◆ **What you need to do**:
a: From the article on rooftop construction below, reproduce word for word the part that opens with the words containing "The rough road" and closes with "with added turf.".
b: Translate this sentence from the article on rooftop construction below into Spanish: "In Tel Aviv, a maximum of 23 square meters is allowed."

◆ **Document extract**:
+++
The rough road to rooftop construction
Anyone who has attempted to enclose a porch, add a floor or obtain additional building rights has experienced the aggravation of dealing with the official bureaucracy and other parties involved in the process. "Victims" are all too happy to describe the lethargy of municipal clerks, the pettiness of spiteful neighbors, and the high cost and exasperation that comes with added turf.
These problems are especially pronounced when the project involves building on the roof of a jointly owned apartment building. While it is difficult to estimate the proportions of the rooftop construction phenomenon, a quick glance at roofs in Tel Aviv, Ramat Gan and even Jerusalem indicates that this is a burgeoning trend motivated by increased crowding between Hadera and Gedera. Despite that, this is not a simple business: Construction regulations differ from city to city and are not always clear, municipalities present stumbling blocks, and neighbors are always quick to oppose a project or grab a piece of the newly constructed pie.
Piles of paperwork
"Rooftop construction has two aspects - purchasing and planning," explains attorney Gilad Hess. "It's not enough to live on the top floor if you want to build on the roof. You have to obtain a document from the land registry office (tabu in Hebrew) to ensure that the roof actually includes building rights, and you have to identify any limitations on those rights.
"I had a case in which a man saw that he had building rights in tabu, but according to his local council's regulations, you cannot build a room on the roof of a building with fewer than two floors. As a result, he could not make use of his building rights.
"In the Sharon region, for example," Hess adds, "building up to 30 square meters on the roof is permitted. In Tel Aviv, a maximum of 23 square meters is allowed. One has to ascertain whether or not the area includes stairs and the distance required from railings, because each of these elements has implications on the value of construction. An additional aspect to be taken into account is appreciation tax. In Tel Aviv, this can cost $1,000 per square meter, and in the Sharon region, it comes to about $600 per square meter."
Waiting for the municipality
"Two years ago, the local press published an article stating that the permitted area of a room on the roof was about to be increased," a Tel Aviv resident recalls. "According to the new plan, the permitted area was supposed to be increased from 23 square meters to 40 square meters. Many of us who read the article were very happy about the amendment. Everyone knows that a gross allocation of 23 square meters, including all the various deductions, becomes a net space of 16 square meters, and that the room is not cost-effective when you consider the many expenses and difficulties involved." According to the resident, this is the reason that many homeowners who had rights to build 23 square meters on the roof decided to wait. "We thought that soon we'd be able to build a bigger room," she adds.
+++
◆ **Entries provided**:

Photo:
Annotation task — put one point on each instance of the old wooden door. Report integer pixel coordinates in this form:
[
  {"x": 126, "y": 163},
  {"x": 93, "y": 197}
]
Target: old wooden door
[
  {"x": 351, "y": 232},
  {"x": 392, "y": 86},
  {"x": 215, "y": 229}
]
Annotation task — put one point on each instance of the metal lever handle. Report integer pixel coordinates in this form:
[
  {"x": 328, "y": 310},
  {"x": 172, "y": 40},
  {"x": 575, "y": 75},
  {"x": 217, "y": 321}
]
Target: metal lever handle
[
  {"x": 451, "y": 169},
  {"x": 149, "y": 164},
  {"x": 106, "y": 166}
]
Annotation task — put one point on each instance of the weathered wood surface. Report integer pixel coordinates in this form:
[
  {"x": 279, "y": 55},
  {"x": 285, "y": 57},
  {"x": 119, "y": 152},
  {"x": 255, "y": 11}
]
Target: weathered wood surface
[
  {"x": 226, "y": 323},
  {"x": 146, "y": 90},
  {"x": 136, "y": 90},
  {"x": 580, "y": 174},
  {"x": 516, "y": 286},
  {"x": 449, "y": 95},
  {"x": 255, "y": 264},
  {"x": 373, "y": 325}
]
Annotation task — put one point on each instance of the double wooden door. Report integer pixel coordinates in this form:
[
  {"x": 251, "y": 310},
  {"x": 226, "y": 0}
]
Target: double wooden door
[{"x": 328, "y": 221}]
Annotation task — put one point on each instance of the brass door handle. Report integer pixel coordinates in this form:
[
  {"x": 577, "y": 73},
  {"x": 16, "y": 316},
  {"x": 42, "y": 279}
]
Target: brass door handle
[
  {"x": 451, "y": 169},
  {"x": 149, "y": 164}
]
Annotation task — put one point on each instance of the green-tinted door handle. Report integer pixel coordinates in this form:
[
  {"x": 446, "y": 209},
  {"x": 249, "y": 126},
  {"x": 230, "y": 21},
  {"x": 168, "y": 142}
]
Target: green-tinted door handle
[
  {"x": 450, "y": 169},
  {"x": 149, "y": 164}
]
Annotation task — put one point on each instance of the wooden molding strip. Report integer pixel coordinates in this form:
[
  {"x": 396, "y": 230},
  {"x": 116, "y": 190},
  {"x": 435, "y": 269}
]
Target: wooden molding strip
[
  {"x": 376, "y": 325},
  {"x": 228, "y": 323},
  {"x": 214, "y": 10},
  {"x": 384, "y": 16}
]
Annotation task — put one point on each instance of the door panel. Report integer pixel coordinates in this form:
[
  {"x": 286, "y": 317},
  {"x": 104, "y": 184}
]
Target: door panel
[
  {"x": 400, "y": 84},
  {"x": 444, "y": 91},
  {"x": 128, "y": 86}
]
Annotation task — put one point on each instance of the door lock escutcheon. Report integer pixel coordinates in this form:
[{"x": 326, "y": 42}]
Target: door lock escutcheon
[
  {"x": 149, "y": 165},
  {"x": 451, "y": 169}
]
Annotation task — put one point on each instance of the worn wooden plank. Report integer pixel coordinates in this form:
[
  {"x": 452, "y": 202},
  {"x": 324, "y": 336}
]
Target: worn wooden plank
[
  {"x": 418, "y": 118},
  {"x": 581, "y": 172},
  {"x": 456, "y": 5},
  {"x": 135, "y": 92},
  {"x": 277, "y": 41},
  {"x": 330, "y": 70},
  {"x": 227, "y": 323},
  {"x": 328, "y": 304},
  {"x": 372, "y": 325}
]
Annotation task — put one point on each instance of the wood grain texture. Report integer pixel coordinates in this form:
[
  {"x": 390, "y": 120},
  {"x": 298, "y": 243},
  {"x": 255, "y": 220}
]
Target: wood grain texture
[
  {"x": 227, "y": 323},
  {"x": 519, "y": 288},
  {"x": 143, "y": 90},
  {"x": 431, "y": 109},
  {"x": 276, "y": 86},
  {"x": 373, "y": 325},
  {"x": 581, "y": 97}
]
+++
◆ **Responses in order**:
a:
The rough road to rooftop construction
Anyone who has attempted to enclose a porch, add a floor or obtain additional building rights has experienced the aggravation of dealing with the official bureaucracy and other parties involved in the process. "Victims" are all too happy to describe the lethargy of municipal clerks, the pettiness of spiteful neighbors, and the high cost and exasperation that comes with added turf.

b: En Tel Aviv, se permite un máximo de 23 metros cuadrados.